▶

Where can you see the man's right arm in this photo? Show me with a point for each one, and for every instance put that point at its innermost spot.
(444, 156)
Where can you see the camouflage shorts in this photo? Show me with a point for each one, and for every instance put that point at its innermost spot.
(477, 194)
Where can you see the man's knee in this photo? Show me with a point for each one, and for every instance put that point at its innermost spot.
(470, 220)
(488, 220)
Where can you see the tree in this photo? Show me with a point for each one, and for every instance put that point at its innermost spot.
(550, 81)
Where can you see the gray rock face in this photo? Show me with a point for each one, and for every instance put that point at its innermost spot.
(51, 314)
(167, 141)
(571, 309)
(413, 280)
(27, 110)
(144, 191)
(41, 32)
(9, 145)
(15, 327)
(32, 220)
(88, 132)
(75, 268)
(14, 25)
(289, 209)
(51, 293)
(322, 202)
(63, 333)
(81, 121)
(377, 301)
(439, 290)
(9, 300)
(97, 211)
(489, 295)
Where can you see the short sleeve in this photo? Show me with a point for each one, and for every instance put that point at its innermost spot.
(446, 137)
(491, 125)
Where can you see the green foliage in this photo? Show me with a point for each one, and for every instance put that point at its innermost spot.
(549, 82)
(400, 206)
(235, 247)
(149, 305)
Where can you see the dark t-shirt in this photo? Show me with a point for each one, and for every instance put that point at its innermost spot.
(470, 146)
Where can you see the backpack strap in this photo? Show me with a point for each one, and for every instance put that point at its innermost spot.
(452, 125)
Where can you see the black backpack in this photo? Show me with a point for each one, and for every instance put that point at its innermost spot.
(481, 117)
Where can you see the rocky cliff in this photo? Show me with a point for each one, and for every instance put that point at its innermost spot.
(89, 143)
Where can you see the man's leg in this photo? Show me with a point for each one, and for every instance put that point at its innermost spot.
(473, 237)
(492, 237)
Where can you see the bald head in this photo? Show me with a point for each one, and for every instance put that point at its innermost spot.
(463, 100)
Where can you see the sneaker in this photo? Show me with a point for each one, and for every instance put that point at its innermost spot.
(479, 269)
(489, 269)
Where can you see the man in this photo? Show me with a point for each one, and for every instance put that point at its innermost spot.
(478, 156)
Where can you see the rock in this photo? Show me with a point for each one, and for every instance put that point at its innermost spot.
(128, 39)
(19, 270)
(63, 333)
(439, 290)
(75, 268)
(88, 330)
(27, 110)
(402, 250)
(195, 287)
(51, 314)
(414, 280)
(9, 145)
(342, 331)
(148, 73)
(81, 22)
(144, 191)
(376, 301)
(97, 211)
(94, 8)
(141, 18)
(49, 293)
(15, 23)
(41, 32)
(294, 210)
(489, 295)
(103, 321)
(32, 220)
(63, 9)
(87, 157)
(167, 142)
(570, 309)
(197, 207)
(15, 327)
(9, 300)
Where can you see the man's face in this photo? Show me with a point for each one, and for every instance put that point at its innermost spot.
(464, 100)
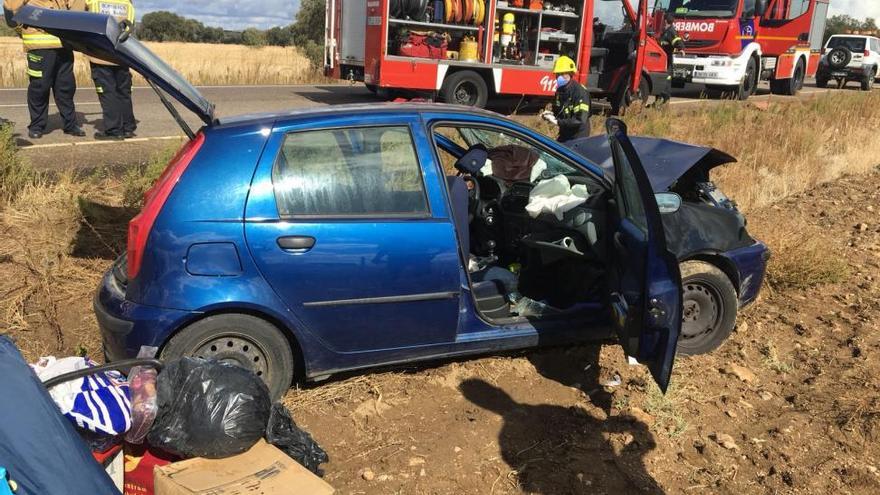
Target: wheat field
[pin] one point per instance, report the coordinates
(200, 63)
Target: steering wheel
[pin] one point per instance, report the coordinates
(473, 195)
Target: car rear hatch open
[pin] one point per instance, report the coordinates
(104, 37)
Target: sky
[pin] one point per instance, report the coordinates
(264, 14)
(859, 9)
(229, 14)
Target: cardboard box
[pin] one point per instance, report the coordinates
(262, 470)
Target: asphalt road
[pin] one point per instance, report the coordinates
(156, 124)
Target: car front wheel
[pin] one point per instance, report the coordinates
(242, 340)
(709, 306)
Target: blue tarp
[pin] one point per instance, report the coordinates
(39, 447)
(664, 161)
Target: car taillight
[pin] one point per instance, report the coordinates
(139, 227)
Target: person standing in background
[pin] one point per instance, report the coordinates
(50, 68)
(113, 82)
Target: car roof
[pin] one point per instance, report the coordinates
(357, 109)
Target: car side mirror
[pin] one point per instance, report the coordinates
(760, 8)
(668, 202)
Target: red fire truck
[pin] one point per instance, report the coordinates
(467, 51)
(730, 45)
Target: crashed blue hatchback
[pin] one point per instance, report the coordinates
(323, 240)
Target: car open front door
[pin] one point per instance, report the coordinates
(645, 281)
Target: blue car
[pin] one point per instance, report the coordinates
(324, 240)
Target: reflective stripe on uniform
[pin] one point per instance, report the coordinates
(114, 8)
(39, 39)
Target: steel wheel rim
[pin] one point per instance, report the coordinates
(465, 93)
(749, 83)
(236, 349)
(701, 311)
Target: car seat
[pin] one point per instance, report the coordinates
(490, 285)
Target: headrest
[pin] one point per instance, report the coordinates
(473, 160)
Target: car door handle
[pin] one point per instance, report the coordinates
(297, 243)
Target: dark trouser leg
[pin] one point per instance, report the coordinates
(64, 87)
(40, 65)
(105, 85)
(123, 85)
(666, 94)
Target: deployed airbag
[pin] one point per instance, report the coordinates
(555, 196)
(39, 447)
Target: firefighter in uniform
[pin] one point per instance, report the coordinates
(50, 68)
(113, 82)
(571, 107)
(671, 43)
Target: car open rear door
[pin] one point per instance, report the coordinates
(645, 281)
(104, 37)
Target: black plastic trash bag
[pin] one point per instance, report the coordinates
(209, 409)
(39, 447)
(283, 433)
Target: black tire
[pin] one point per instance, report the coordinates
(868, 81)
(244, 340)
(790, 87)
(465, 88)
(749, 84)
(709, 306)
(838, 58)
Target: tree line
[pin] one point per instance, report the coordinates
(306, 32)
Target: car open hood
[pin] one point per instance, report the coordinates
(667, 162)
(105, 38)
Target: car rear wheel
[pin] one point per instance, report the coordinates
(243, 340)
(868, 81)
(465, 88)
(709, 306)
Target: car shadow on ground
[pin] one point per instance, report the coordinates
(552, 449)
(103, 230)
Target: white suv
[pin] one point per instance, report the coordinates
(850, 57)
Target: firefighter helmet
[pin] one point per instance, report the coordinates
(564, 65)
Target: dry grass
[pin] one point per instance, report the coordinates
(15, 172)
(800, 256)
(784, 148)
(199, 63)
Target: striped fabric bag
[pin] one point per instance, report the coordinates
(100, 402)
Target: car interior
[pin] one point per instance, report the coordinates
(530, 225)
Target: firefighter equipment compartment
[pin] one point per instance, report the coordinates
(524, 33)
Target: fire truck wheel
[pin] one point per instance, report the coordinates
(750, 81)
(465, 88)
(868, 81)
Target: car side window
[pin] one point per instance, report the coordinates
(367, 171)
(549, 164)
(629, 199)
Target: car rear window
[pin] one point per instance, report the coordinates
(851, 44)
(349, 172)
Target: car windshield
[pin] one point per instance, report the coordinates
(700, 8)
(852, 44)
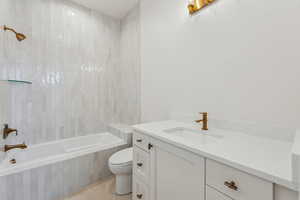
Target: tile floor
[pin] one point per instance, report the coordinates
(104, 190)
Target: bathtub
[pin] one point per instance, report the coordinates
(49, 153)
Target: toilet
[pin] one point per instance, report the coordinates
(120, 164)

◀
▶

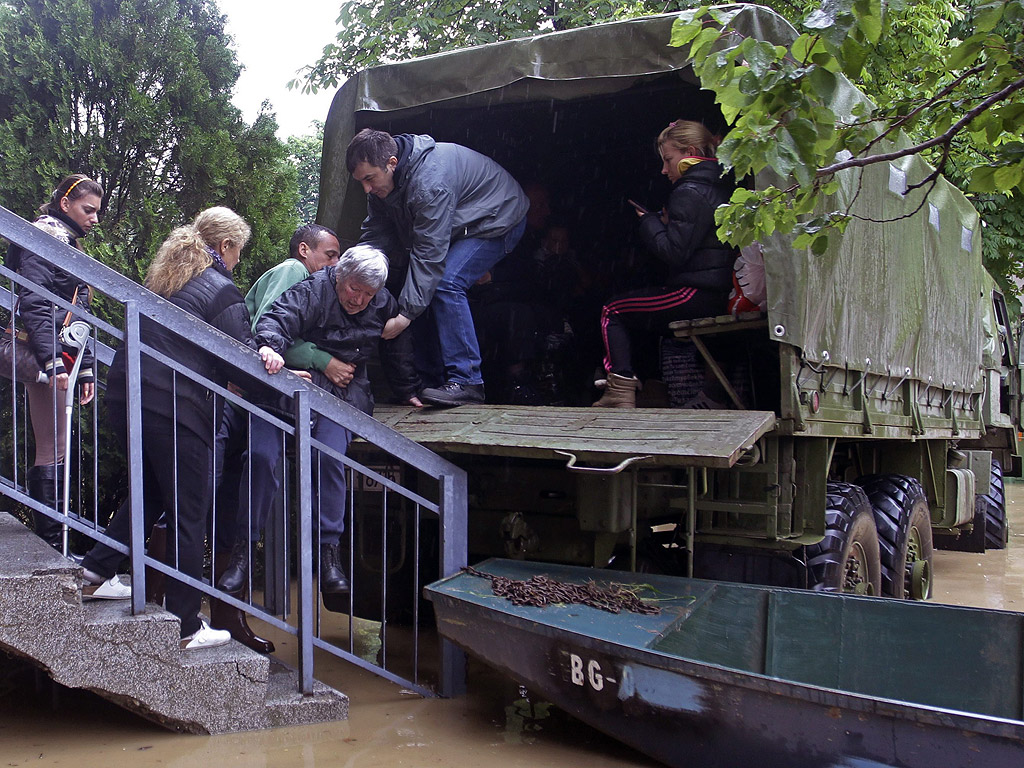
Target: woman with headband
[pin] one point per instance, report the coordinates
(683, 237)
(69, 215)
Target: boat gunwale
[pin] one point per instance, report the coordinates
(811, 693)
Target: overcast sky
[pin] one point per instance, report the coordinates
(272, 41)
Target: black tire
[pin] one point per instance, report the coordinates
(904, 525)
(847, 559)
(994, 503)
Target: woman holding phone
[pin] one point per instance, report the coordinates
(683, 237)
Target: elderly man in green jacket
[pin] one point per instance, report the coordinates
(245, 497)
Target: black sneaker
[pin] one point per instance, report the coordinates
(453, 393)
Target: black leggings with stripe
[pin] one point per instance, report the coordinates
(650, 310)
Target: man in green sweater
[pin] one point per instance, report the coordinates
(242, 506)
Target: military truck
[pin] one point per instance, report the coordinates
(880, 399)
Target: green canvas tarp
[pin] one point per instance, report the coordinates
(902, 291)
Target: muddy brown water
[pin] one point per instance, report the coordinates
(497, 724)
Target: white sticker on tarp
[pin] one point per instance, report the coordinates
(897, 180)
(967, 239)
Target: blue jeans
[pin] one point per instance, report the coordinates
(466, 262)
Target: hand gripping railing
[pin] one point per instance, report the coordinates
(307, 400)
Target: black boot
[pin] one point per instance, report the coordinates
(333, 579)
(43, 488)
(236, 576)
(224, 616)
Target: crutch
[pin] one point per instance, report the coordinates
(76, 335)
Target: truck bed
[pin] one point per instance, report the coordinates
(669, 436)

◀
▶

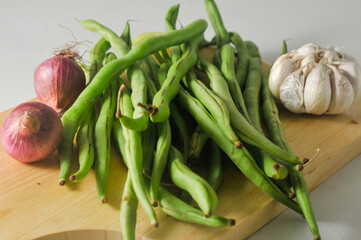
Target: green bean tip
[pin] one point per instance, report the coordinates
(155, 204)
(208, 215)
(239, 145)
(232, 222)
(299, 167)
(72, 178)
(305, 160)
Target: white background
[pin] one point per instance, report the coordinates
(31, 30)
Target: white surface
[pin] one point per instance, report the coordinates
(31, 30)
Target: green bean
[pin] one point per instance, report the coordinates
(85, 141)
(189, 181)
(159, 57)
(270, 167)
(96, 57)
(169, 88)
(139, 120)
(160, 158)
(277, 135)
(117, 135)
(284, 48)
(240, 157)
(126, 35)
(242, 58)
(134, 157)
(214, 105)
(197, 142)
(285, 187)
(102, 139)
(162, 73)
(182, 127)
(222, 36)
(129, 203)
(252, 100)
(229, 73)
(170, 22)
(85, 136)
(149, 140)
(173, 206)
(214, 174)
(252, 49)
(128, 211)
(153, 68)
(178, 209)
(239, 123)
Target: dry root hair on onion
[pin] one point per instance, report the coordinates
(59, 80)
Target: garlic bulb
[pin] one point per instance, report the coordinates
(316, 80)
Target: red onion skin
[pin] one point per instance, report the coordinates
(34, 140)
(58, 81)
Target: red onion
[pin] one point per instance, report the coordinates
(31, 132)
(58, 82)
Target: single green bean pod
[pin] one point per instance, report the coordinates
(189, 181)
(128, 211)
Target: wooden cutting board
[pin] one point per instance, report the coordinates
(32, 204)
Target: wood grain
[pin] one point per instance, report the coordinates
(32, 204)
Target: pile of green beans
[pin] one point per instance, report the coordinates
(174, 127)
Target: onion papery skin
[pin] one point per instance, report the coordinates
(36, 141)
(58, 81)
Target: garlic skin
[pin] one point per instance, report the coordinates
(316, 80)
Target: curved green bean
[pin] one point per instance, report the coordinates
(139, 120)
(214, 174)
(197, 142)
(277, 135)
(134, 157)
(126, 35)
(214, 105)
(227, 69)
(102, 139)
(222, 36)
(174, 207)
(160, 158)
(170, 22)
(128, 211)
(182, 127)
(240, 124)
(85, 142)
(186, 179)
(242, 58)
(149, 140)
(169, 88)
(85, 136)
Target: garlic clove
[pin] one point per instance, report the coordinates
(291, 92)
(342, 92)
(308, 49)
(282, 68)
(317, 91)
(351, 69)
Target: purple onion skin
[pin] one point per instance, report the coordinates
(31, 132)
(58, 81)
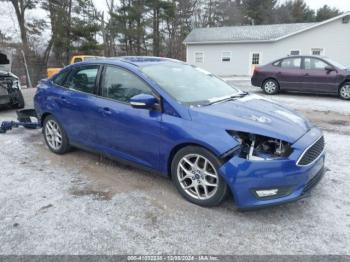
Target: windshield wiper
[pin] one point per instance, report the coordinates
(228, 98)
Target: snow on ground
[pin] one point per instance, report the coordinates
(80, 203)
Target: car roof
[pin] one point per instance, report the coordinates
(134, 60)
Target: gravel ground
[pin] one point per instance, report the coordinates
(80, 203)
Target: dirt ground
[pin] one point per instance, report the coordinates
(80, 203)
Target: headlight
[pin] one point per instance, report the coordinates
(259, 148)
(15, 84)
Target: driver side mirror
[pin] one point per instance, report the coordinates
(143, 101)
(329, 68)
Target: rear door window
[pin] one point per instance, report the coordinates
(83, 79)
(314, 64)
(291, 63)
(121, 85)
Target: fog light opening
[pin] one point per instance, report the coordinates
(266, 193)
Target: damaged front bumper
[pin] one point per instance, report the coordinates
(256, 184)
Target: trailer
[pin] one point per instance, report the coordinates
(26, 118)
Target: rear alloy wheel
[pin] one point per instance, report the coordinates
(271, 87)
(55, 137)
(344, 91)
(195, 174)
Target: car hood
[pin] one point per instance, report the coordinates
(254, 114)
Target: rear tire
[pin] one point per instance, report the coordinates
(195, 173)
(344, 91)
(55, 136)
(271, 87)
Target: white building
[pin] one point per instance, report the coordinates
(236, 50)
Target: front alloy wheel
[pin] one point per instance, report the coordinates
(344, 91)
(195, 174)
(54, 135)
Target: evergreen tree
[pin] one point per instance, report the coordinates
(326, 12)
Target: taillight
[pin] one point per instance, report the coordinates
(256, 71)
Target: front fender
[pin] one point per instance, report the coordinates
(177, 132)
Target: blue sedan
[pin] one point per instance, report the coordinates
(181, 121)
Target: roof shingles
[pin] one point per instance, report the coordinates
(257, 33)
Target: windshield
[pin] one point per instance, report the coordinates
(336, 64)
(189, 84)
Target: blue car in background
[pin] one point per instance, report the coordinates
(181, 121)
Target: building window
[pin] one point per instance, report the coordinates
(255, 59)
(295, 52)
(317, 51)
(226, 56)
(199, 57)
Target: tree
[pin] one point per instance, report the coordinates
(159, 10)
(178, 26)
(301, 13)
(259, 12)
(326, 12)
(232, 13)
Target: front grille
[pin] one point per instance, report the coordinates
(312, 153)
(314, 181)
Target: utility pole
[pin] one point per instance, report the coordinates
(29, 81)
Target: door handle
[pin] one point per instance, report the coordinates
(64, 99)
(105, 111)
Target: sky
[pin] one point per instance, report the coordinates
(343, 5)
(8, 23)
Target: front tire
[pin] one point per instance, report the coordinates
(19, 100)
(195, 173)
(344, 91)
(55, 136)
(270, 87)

◀

Work task: Look over the data above and show each line that contains "rear".

Written response:
Target: car rear hatch open
Target: car open rear door
Target: car rear wheel
Target: car rear window
Target: rear door window
Target: rear alloy wheel
Target: rear tire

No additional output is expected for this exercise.